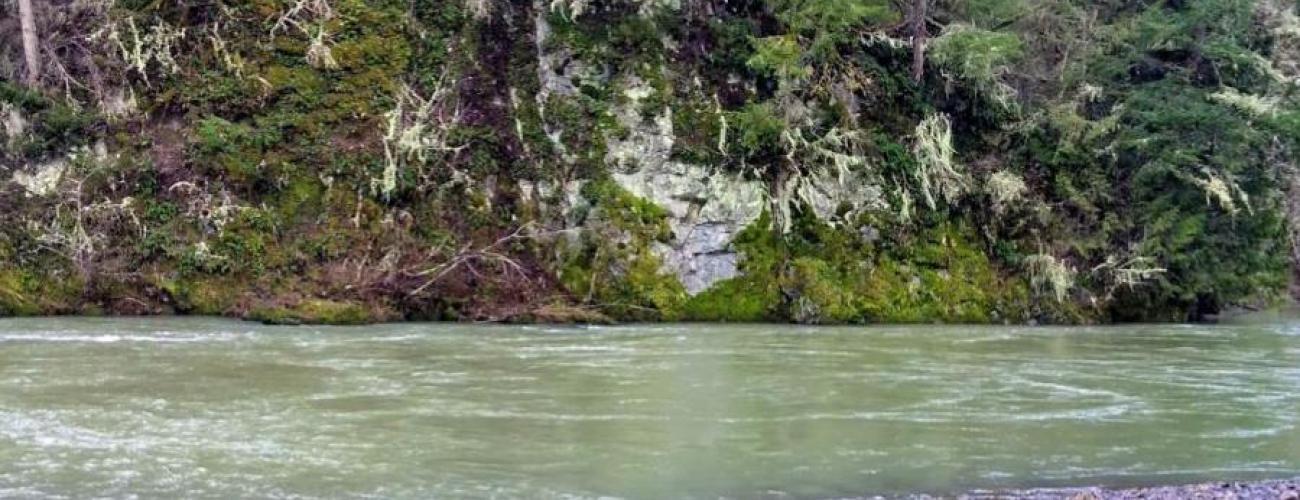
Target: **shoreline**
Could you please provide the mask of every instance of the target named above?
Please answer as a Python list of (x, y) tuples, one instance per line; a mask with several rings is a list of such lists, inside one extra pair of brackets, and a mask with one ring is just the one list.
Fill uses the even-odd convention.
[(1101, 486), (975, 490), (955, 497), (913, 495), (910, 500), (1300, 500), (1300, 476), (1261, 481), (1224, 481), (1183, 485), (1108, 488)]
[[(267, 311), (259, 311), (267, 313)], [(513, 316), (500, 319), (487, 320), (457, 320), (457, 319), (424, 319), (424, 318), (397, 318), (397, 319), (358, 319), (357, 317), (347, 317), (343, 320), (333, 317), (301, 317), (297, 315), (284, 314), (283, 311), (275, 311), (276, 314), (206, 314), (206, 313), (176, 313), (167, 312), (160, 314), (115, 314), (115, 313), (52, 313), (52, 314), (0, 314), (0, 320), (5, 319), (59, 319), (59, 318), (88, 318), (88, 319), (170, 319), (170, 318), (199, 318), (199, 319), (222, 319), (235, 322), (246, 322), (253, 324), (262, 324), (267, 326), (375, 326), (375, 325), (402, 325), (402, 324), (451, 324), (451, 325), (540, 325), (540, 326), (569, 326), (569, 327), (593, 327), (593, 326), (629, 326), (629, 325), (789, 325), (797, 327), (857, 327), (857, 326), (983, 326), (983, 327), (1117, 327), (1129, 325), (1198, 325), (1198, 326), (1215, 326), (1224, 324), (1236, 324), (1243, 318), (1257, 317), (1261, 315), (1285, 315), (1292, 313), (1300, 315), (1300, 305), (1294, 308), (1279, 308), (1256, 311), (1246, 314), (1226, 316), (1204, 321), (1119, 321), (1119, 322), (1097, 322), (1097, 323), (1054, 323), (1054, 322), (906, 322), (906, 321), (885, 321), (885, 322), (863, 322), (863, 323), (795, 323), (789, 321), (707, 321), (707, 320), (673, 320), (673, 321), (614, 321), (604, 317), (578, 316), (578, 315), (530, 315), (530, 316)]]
:::
**HOW TO COMPLETE THIS TASK:** Write out, please, only the lines from the one with "Please answer as" through the last line above, both included and unchanged.

**WRITTEN SOLUTION:**
Please answer as a Python list of (x, y) tuples, one instance per line; a mask with several rings is a list of such lists, inside one extra pair of brackets, and a mask with one ring is just the one list.
Fill uses the even-odd convention.
[(1101, 486), (975, 490), (955, 497), (913, 495), (910, 500), (1300, 500), (1300, 476), (1261, 481), (1224, 481), (1183, 485), (1108, 488)]
[[(267, 311), (259, 311), (267, 313)], [(513, 316), (500, 319), (487, 320), (457, 320), (457, 319), (424, 319), (424, 318), (397, 318), (397, 319), (358, 319), (357, 317), (347, 317), (343, 320), (333, 317), (301, 317), (297, 315), (284, 314), (283, 311), (275, 311), (276, 314), (206, 314), (206, 313), (176, 313), (167, 312), (160, 314), (115, 314), (115, 313), (52, 313), (52, 314), (0, 314), (0, 320), (5, 319), (59, 319), (59, 318), (88, 318), (88, 319), (170, 319), (170, 318), (199, 318), (199, 319), (222, 319), (235, 322), (246, 322), (253, 324), (262, 324), (267, 326), (375, 326), (375, 325), (402, 325), (402, 324), (451, 324), (451, 325), (540, 325), (540, 326), (569, 326), (569, 327), (593, 327), (593, 326), (629, 326), (629, 325), (789, 325), (797, 327), (857, 327), (857, 326), (983, 326), (983, 327), (1117, 327), (1129, 325), (1198, 325), (1198, 326), (1215, 326), (1224, 324), (1236, 324), (1243, 318), (1257, 317), (1261, 315), (1285, 315), (1292, 313), (1300, 315), (1300, 305), (1294, 308), (1279, 308), (1256, 311), (1246, 314), (1226, 316), (1204, 321), (1119, 321), (1119, 322), (1097, 322), (1097, 323), (1054, 323), (1054, 322), (906, 322), (906, 321), (885, 321), (885, 322), (863, 322), (863, 323), (795, 323), (789, 321), (707, 321), (707, 320), (673, 320), (673, 321), (614, 321), (604, 317), (578, 316), (578, 315), (530, 315), (530, 316)]]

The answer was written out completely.